GIVEN INSTRUCTION: Please rewrite the part that opens with the line containing "coat shown in the photo above." and closes at the end of the items, both ends included, keeping every line but multiplying each x and y coordinate in the answers by 0.2. Round each result to a whole number, with halves rounded up, and give only that part.

Location labeling records:

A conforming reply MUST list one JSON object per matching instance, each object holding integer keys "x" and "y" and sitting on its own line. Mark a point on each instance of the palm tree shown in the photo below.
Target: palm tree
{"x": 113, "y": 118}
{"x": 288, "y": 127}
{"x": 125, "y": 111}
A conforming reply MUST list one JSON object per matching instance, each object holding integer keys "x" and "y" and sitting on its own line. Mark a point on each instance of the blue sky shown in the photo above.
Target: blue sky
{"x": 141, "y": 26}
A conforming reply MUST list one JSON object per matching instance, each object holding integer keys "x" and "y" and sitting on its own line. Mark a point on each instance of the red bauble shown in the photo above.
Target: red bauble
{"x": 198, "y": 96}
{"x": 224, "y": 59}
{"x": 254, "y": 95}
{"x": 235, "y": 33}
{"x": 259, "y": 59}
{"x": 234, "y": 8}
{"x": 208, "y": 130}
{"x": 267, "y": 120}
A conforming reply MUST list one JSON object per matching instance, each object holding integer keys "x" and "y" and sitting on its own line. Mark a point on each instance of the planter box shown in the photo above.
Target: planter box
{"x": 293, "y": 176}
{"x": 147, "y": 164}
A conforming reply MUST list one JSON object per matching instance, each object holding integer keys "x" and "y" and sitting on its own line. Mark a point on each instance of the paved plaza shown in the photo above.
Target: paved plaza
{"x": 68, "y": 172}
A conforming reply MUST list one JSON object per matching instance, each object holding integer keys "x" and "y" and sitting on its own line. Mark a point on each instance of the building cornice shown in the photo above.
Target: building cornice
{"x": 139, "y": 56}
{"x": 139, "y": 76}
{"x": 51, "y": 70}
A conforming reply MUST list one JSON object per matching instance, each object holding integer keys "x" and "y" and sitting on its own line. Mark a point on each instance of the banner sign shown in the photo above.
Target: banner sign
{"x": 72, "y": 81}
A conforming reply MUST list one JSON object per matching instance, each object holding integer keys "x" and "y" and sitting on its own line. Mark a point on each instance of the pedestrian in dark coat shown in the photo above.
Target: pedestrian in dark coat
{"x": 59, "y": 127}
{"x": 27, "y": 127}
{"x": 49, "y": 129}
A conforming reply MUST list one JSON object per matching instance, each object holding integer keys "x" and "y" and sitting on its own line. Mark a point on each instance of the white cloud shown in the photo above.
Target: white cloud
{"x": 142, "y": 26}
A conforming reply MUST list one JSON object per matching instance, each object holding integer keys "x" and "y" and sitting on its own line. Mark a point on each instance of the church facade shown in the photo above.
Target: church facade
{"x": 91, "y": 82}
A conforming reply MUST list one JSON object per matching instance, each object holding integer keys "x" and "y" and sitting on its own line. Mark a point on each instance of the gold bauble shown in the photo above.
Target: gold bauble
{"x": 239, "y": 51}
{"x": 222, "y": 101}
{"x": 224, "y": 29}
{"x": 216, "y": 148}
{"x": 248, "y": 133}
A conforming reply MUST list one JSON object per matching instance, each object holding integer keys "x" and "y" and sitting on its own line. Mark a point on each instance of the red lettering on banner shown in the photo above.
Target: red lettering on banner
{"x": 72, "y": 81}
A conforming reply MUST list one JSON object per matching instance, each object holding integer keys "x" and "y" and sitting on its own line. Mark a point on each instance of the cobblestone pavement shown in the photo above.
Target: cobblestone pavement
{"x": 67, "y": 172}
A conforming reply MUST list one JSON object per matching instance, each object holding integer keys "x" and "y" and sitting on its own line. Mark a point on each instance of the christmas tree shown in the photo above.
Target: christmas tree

EXERCISE SOLUTION:
A conforming reply MUST list one JSON object per matching instance, each object holding integer keys "x" and "y" and sitting on its own line. Mark a point on each instance of the pedestrian in dark coat shown in the photo above.
Target: pedestrian in dark coat
{"x": 12, "y": 25}
{"x": 5, "y": 25}
{"x": 10, "y": 26}
A conforming reply MUST list one JSON object per matching instance, each object holding integer keys "x" and "y" and sitting on its own line. Mark a point on each instance of the white cloud shown in the photo above.
Target: white cloud
{"x": 28, "y": 5}
A conforming reply MUST list one JSON object per matching instance, each object holding integer keys "x" and "y" and sitting on its own line. Mark a point on each instance of the church facade shown in the photo above.
Target: church facade
{"x": 18, "y": 16}
A conforming reply MUST list one JSON object per matching instance, each object holding integer keys "x" and "y" and sitting on its own line. Mark a point on each instance of the gold bauble shown in the photo above.
Target: gold bauble
{"x": 48, "y": 10}
{"x": 44, "y": 20}
{"x": 45, "y": 6}
{"x": 43, "y": 30}
{"x": 50, "y": 27}
A conforming reply MUST list one JSON object per matching instance, each object holding integer keys "x" and "y" and sitting on its own line. Mark a point on each instance of the red lettering on banner shown in the photo above.
Target: red lettering on banner
{"x": 14, "y": 16}
A conforming reply MUST list one JSON object per matching instance, each object holding integer keys "x" and "y" and sitting on its own line. Mark a point on each instance of the cobblestone pavement shown in the photo above.
Target: cobblestone pavement
{"x": 13, "y": 34}
A conforming reply MUST list one JSON object per matching instance, each object holding integer keys "x" and "y" and sitting on its own line. Mark a point on each instance of the christmas tree shown in the photo above.
Target: christmas tree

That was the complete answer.